WRITTEN PROBLEM ▸
Copy the material below, starting at the line that contains "See the image above. Does it feature any yellow" and ending after the line that contains "[54,42,219,208]", and leave the requests unchanged. Scale every bounding box coordinate in the answers by 0.55, rounding to whole numbers with halves rounded up.

GIVEN ENTRIES ▸
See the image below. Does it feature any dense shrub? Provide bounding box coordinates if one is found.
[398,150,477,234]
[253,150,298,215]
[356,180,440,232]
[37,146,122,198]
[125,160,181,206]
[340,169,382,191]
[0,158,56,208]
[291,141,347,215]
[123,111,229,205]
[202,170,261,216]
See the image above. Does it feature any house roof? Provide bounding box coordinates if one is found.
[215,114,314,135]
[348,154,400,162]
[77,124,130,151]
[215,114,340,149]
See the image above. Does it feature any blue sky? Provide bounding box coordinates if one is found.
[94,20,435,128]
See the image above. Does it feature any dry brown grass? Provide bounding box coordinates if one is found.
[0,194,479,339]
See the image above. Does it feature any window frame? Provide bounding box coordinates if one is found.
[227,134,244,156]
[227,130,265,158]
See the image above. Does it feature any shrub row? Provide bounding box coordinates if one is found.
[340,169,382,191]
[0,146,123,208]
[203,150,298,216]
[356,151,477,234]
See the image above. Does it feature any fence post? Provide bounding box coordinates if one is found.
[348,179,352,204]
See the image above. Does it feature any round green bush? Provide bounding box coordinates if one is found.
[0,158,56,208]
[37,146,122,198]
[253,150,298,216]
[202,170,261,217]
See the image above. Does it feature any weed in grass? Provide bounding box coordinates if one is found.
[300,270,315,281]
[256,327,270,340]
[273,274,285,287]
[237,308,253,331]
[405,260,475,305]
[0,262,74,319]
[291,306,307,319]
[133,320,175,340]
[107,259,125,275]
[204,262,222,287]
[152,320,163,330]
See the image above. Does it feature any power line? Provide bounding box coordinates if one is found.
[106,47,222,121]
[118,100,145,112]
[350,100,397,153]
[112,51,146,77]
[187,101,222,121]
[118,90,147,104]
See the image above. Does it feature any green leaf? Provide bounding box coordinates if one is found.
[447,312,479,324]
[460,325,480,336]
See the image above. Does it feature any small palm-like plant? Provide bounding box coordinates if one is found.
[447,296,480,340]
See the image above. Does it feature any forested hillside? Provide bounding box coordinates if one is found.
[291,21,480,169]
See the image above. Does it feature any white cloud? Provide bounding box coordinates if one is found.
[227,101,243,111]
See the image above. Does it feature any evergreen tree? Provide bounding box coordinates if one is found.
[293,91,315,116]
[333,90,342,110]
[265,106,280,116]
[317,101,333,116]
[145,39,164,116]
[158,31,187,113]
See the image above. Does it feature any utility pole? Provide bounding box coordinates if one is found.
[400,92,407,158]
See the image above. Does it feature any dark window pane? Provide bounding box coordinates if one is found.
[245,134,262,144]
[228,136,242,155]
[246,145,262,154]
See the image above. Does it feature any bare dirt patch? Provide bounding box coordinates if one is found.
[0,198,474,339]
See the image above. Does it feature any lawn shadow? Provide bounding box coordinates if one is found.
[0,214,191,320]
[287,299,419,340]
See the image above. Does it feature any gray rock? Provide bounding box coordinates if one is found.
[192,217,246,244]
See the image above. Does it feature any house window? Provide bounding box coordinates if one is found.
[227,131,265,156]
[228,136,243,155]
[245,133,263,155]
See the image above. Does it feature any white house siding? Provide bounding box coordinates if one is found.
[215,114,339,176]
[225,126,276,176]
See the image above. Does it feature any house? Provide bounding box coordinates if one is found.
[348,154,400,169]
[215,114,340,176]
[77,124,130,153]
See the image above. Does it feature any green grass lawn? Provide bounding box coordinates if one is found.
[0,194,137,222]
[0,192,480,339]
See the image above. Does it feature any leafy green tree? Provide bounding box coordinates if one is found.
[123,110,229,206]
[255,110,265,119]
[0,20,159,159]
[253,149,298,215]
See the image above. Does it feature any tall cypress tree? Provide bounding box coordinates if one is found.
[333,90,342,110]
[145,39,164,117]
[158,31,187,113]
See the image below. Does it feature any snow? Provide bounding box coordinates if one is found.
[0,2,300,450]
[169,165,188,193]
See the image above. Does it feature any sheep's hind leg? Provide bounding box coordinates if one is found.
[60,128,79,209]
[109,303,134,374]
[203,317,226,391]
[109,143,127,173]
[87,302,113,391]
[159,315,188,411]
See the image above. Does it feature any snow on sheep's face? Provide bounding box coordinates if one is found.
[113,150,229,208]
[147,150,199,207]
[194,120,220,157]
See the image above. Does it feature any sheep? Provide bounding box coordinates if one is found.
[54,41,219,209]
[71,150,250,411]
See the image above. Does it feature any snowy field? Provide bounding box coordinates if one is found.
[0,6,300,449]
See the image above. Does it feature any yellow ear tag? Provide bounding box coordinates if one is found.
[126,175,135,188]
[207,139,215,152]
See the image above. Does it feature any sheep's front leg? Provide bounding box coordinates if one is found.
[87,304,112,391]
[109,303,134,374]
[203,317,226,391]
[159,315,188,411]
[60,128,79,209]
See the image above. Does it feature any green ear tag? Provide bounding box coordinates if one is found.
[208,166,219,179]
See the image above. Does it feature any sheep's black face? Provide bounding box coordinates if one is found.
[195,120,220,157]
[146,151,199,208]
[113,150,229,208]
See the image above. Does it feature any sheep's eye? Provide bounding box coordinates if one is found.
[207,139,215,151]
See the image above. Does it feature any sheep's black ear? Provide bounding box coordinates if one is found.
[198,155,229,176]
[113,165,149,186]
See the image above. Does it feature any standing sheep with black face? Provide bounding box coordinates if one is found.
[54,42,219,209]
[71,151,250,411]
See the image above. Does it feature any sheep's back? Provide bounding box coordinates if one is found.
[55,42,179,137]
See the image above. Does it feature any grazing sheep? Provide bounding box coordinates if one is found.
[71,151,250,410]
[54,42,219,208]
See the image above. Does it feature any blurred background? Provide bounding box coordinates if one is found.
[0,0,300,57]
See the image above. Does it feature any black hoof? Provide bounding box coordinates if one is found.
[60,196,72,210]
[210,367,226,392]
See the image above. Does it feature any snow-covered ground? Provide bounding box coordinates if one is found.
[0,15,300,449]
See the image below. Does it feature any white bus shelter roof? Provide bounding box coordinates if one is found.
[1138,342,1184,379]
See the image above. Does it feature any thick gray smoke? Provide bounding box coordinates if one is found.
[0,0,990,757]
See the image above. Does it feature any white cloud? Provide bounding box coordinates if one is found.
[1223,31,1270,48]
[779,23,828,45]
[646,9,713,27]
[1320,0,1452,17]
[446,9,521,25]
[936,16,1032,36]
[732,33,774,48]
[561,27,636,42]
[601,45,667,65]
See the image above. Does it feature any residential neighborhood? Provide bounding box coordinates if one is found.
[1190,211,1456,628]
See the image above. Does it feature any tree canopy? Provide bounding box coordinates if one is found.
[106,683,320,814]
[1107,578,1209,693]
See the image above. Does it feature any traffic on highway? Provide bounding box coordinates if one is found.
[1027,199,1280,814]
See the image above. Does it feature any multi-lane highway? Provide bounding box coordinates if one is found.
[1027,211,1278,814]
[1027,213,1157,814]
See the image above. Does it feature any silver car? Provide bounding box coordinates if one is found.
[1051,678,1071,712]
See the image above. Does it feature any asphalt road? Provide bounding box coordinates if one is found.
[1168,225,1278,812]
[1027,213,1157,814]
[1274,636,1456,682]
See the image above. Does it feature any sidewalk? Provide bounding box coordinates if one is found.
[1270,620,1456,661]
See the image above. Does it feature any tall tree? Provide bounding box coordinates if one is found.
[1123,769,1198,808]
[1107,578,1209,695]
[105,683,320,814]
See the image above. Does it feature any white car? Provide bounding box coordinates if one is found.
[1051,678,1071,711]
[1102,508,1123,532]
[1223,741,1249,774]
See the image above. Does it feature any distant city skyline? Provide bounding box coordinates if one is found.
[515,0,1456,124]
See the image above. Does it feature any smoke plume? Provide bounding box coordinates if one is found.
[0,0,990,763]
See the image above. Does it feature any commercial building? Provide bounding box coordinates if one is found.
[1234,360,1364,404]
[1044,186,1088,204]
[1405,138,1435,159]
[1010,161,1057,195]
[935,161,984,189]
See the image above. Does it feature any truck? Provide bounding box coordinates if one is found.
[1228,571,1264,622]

FINAL RESULT ▸
See the image above. Does it feature any yellow ear tag? Provide bounding box coordinates if one is found.
[69,96,74,103]
[114,76,118,84]
See the image above. Does it feature any sheep's front leg? Provide bounding box coordinates if one is found.
[48,167,62,215]
[60,167,74,206]
[112,174,124,215]
[87,173,103,226]
[33,70,43,115]
See the image above. Does it feature any green ear tag? Provide bounding box coordinates if one is found.
[114,91,120,98]
See the image above. Does it feature any sheep's black face? Provide bounding box coordinates if one is found.
[107,66,121,86]
[80,83,109,114]
[62,83,126,114]
See the image above. Does it feature any sheep's eye? Provide bounding box coordinates if one is found.
[114,76,118,83]
See the image above. Does it feature any sheep's black ear? Provide bounding box coordinates if one is found.
[109,85,126,97]
[62,91,82,102]
See the image above. Does it feature any standing sheep with black face? Provide bounding box coordinates if one is found.
[30,23,120,115]
[39,83,138,226]
See the image above. Does it feature any sheep's back? Provide bounding box coordinates if one is found.
[30,23,98,75]
See the image above. Does it feature any grazing sheep? Provide bounding box coordinates if one is found.
[39,83,138,226]
[30,23,120,114]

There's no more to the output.